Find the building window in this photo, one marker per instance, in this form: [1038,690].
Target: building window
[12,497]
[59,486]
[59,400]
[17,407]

::::

**Your objective**.
An exact copy of every entry is what's needed, so retype them all.

**Response to this exercise**.
Find the building window in this photo, one marker per instance, in this form: [1038,690].
Target: building window
[12,497]
[59,486]
[59,400]
[17,407]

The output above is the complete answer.